## WRITTEN TASK 1
Identify every line in the listing that contains the word "green", and copy each such line.

## QUOTED TEXT
Deploy Code Server on Ubuntu with Docker — run VS Code in your browser, develop from any device with a consistent environment.
Grab the automated bash script from GitHub to follow along with the video.
wget https://raw.githubusercontent.com/mhmdali94/Docker/main/dev/code-server/code-server-ubuntu.sh
chmod +x code-server-ubuntu.sh
sudo bash code-server-ubuntu.sh
wget https://raw.githubusercontent.com/mhmdali94/Docker/main/dev/code-server/code-server-ubuntu.sh
chmod +x code-server-ubuntu.sh
The script installs Docker if needed, then deploys Code Server with persistent workspace storage.
sudo bash code-server-ubuntu.sh
Open browser and navigate to:
http://<your-server-ip>:8080
Log in with your password, install your favorite VS Code extensions from the marketplace, and configure settings — everything persists across restarts.

## WRITTEN TASK 2
Reproduce verbatim the stretch of the Code Server deployment guide from "Deploy Code Server" through "persists across restarts.".

## RECORDS TO USE
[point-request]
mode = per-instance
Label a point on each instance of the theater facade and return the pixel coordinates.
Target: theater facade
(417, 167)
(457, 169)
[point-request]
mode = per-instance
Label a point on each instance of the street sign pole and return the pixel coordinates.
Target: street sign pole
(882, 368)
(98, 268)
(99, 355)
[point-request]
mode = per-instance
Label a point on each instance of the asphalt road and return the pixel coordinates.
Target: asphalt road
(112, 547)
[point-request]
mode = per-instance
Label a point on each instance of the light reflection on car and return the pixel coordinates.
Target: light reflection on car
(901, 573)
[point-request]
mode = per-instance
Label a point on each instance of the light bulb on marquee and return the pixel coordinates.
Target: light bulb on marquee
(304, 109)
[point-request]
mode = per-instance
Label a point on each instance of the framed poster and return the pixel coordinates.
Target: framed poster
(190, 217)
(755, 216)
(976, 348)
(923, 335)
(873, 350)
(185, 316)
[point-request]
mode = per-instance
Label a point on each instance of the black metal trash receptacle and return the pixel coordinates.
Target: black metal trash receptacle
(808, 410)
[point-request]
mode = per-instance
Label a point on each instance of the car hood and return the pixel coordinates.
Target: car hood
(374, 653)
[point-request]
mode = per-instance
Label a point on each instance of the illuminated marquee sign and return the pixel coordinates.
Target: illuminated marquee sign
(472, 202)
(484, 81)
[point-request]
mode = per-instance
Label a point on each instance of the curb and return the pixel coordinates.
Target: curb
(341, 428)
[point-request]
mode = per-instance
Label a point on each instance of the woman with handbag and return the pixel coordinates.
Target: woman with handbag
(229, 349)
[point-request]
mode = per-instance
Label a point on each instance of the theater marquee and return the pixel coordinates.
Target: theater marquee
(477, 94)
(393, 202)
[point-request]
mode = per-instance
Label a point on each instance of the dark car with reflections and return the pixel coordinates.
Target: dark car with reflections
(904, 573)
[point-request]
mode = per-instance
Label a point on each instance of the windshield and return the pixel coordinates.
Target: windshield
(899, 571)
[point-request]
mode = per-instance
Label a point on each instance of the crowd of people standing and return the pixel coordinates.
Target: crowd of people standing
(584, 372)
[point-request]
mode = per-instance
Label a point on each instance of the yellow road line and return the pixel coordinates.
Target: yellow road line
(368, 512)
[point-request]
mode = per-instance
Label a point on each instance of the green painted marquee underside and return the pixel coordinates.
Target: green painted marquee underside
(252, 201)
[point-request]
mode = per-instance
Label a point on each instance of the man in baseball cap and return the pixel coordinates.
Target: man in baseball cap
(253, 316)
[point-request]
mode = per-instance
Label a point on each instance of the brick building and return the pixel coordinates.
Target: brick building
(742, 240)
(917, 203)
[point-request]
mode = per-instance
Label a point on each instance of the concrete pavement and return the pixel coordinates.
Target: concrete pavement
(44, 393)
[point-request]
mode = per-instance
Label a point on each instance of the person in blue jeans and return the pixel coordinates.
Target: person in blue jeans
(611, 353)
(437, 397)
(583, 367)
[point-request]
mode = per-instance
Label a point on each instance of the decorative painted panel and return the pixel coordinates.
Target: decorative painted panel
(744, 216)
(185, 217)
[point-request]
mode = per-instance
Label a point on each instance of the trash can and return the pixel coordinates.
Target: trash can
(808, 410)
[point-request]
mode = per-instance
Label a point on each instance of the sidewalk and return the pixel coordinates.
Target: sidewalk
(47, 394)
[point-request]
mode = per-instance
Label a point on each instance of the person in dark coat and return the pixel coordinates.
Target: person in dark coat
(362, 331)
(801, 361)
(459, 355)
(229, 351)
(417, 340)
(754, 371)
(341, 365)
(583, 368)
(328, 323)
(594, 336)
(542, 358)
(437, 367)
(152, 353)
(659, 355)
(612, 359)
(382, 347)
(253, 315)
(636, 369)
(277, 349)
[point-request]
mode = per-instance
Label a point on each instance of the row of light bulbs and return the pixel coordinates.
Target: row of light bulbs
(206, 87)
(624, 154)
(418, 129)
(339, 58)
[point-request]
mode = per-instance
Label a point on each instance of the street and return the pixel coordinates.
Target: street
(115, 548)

## ANSWER 1
Label a point on each instance of the green painted marquee underside and return the pixel coordinates.
Target: green painted marquee underside

## ANSWER 2
Deploy Code Server on Ubuntu with Docker — run VS Code in your browser, develop from any device with a consistent environment.
Grab the automated bash script from GitHub to follow along with the video.
wget https://raw.githubusercontent.com/mhmdali94/Docker/main/dev/code-server/code-server-ubuntu.sh
chmod +x code-server-ubuntu.sh
sudo bash code-server-ubuntu.sh
wget https://raw.githubusercontent.com/mhmdali94/Docker/main/dev/code-server/code-server-ubuntu.sh
chmod +x code-server-ubuntu.sh
The script installs Docker if needed, then deploys Code Server with persistent workspace storage.
sudo bash code-server-ubuntu.sh
Open browser and navigate to:
http://<your-server-ip>:8080
Log in with your password, install your favorite VS Code extensions from the marketplace, and configure settings — everything persists across restarts.